WHAT NEEDS TO BE DONE: Each line that follows should be printed again exactly as it stands.

(Object position labeling entries)

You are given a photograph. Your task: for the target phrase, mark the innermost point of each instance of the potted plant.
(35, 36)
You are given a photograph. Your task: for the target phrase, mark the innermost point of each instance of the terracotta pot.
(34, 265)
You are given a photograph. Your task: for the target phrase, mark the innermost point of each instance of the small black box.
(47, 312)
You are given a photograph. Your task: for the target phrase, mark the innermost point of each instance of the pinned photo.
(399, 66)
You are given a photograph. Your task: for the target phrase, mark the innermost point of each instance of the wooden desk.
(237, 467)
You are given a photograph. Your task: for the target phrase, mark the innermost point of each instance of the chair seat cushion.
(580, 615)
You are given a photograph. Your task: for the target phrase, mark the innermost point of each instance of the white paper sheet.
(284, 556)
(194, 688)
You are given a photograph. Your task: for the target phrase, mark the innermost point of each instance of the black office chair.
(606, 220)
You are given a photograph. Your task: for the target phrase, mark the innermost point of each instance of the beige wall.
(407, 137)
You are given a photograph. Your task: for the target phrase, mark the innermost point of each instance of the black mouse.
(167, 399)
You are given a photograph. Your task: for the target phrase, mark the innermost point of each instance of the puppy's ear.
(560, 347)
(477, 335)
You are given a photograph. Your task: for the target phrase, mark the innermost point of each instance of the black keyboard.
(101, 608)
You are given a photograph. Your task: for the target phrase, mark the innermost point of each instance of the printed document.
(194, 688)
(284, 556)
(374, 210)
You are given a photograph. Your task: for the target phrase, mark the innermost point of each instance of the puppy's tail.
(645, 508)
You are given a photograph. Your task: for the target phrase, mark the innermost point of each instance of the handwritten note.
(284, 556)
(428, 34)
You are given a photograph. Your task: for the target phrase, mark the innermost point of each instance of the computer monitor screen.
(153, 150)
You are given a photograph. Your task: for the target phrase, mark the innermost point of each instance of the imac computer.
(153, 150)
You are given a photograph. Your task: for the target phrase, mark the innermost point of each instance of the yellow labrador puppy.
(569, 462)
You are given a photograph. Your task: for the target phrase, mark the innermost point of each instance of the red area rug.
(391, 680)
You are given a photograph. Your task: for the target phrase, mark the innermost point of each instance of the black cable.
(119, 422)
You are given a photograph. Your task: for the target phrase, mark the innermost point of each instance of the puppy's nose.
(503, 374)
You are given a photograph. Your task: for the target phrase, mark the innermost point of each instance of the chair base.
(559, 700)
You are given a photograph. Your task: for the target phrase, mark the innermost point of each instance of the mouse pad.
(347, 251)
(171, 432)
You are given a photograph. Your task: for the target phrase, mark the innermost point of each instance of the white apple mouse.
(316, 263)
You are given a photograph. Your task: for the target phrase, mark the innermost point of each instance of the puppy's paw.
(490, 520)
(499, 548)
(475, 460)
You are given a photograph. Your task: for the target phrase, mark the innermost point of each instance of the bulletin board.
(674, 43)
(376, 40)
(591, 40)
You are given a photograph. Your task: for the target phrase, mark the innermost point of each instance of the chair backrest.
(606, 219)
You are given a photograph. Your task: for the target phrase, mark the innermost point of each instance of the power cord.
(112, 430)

TASK RESULT:
You are given a photograph. Your task: for the target phrase, mark the innermost point of each instance of the potted plant.
(35, 36)
You are given a photograph. Your task: for the target phrase, mark the innermost point of each instance of the terracotta pot.
(34, 265)
You are given a photograph. Your task: for the target phrase, mark the innermost point of each instance of the small black box.
(47, 312)
You are given a photograph. Your task: for the target phrase, mark the innermost point of each instance of the pinned photo.
(399, 66)
You are given a photograph. Your task: for the target phrase, mark the innermost point of each instance of the wooden desk.
(237, 467)
You are given a photograph. Your task: for the target phrase, mark the innermost point of each instance of the chair seat cushion.
(580, 615)
You are given a photograph. Your task: for the target phrase, mark the innermost point of each instance of the white paper sheet.
(284, 556)
(194, 688)
You are given a photograph. Your task: for the target phrase, mark the innermost point of each instance of the black office chair.
(606, 220)
You are given a photograph. Your task: for the target phrase, mark the innermost point of each instance of the beige wall.
(407, 137)
You are given a photograph. Your task: for the target phrase, mark the innermost point of each instance of the black mouse.
(167, 399)
You are given a photograph. Your task: for the target phrase, mark the innermost point of each instance of the puppy's ear.
(560, 347)
(477, 335)
You are given a photograph. Your task: for the target phrase, mark the innermost point of each instance of the black keyboard.
(101, 608)
You are given a photograph. Your task: for the target phrase, mark the innermost point of each instance of the printed document.
(194, 688)
(284, 556)
(374, 210)
You are given a photograph. Your task: for the target phrase, mark the innermost point of each instance of the puppy's tail.
(645, 508)
You are given a photograph. Your task: for the target phrase, mark the innermost point of each instance of the handwritten note.
(284, 556)
(428, 34)
You are given a photograph. Your task: for the target phrase, mark the innermost point of each instance of the computer monitor screen.
(153, 150)
You are given a photograph. Your task: for the target phrase, mark the innermost point of each instance of the imac computer.
(153, 150)
You are given a photograph. Your task: for the target phrase, mark the innermost point of each instance of the yellow labrador puppy.
(569, 462)
You are given a photograph. Your task: for the target phrase, mark the innermost point of each instance of the red area rug.
(391, 680)
You are given a photograph. Your task: for the target phrase, mark the innermost point of each instance of the black cable.
(119, 422)
You are given a photograph. Your task: for the target phrase, mark the innermost point of each instance of the puppy's nose.
(503, 374)
You are given a photograph. Your task: for the target phrase, mark the innermost point of each instance of the chair base.
(559, 700)
You are given a photograph. Your task: for the target phrase, mark the innermost point of each instance of the mouse pad.
(347, 251)
(171, 432)
You are given a photograph. Your task: for the target phrase, mark the innermost point of each instance of the white apple mouse.
(316, 263)
You are given a photograph. Your task: for the target phrase, mark the innermost point of each instance of the puppy's paw.
(490, 520)
(499, 548)
(475, 460)
You are given a photograph. Your task: for the target phrase, mark the innermost point of each instance of the bulletin board.
(674, 43)
(376, 40)
(591, 40)
You are given a photograph. Your task: for the target phrase, mark the innermost point of each instance of the chair backrest.
(606, 219)
You are given a photograph. Your task: for the target phrase, mark the innermost point of each instance of the power cord.
(112, 430)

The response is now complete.